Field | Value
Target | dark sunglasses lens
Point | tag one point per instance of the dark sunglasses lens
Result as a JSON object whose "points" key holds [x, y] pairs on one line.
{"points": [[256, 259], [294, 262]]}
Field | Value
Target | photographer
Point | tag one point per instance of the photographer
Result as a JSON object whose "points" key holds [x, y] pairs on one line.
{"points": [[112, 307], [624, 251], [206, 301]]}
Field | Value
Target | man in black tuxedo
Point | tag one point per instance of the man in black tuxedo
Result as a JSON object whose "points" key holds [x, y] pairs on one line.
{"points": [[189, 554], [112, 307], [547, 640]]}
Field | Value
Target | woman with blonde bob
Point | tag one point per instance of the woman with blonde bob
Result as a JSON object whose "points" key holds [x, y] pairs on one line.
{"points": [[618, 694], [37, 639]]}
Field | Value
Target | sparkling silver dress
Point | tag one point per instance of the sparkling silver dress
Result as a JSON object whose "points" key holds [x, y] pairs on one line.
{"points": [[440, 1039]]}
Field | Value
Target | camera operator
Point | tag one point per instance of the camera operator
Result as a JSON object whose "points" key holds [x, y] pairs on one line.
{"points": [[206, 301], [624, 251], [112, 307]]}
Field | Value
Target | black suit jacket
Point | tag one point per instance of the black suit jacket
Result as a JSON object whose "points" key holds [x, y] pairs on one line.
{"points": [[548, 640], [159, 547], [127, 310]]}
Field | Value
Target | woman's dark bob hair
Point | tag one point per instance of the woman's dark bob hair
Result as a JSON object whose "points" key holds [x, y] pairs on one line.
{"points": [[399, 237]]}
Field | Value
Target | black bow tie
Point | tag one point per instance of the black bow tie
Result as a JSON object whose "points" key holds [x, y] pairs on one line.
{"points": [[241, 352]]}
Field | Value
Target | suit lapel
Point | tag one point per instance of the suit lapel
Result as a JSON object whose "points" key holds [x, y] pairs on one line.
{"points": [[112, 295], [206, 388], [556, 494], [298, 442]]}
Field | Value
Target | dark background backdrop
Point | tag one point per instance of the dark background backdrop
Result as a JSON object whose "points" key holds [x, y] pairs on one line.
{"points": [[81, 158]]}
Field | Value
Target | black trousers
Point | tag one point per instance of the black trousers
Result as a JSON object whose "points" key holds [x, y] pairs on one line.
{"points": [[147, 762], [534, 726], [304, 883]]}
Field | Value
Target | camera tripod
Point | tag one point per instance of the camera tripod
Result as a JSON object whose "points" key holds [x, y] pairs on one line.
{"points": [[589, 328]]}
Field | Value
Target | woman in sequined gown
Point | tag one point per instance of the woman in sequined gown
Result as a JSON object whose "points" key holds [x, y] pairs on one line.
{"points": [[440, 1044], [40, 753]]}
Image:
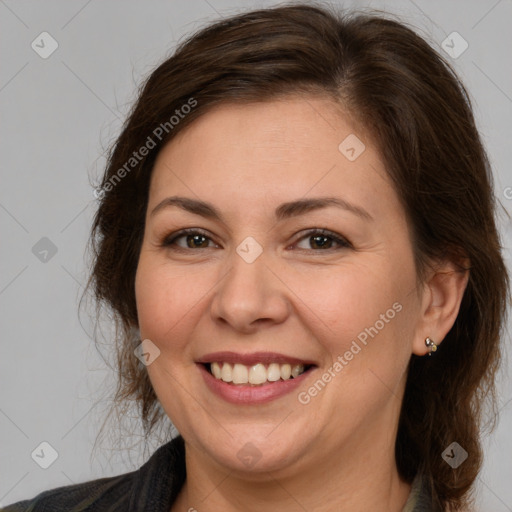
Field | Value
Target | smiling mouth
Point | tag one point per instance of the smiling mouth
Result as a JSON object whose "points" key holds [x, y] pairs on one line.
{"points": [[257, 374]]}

---

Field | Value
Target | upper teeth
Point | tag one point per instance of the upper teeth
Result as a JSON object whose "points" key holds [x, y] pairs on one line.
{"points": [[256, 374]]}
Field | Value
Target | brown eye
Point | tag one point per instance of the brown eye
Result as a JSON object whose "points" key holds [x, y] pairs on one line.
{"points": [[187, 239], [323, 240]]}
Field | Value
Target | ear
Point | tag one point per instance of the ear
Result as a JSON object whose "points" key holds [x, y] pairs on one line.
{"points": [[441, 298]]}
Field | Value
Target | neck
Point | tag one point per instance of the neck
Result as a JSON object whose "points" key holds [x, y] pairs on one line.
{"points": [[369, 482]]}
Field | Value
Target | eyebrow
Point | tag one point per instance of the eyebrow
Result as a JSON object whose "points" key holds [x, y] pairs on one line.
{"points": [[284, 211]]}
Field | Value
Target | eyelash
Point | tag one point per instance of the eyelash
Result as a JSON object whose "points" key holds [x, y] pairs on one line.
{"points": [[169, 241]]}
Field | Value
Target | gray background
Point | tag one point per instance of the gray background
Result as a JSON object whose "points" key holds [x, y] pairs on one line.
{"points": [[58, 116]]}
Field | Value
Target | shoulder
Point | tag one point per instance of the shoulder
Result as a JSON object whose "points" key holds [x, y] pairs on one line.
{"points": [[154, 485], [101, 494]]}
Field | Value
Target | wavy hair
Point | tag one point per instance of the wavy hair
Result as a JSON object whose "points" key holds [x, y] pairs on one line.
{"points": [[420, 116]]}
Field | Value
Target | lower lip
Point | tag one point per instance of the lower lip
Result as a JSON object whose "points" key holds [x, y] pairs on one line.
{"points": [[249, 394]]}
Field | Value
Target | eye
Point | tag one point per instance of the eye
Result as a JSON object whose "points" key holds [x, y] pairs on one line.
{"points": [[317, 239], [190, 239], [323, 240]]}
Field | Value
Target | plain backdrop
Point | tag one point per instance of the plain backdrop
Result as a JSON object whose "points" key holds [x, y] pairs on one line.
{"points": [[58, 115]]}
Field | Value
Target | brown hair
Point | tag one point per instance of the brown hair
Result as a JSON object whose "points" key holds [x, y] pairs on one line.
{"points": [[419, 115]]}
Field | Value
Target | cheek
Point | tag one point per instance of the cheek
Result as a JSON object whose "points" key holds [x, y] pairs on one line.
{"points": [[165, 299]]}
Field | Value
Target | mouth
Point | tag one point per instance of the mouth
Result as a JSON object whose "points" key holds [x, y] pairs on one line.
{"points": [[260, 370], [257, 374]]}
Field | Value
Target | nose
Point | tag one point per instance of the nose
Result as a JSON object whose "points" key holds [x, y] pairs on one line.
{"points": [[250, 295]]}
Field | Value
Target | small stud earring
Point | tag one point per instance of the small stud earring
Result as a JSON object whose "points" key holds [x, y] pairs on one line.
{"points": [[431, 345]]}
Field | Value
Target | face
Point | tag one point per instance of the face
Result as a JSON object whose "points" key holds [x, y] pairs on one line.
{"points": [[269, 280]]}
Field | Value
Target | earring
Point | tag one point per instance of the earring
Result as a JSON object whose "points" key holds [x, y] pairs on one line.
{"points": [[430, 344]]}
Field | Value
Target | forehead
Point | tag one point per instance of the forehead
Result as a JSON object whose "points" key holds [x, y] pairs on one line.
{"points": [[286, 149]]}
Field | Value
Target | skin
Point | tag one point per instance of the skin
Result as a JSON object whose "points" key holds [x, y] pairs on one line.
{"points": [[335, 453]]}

*SET PROBLEM*
List every line of the data above that contains the string "sunglasses", matching case exactly.

*RESPONSE FOR THIS EXERCISE*
Target | dark sunglasses lens
Point | tag one point per instance of the dark sunglasses lens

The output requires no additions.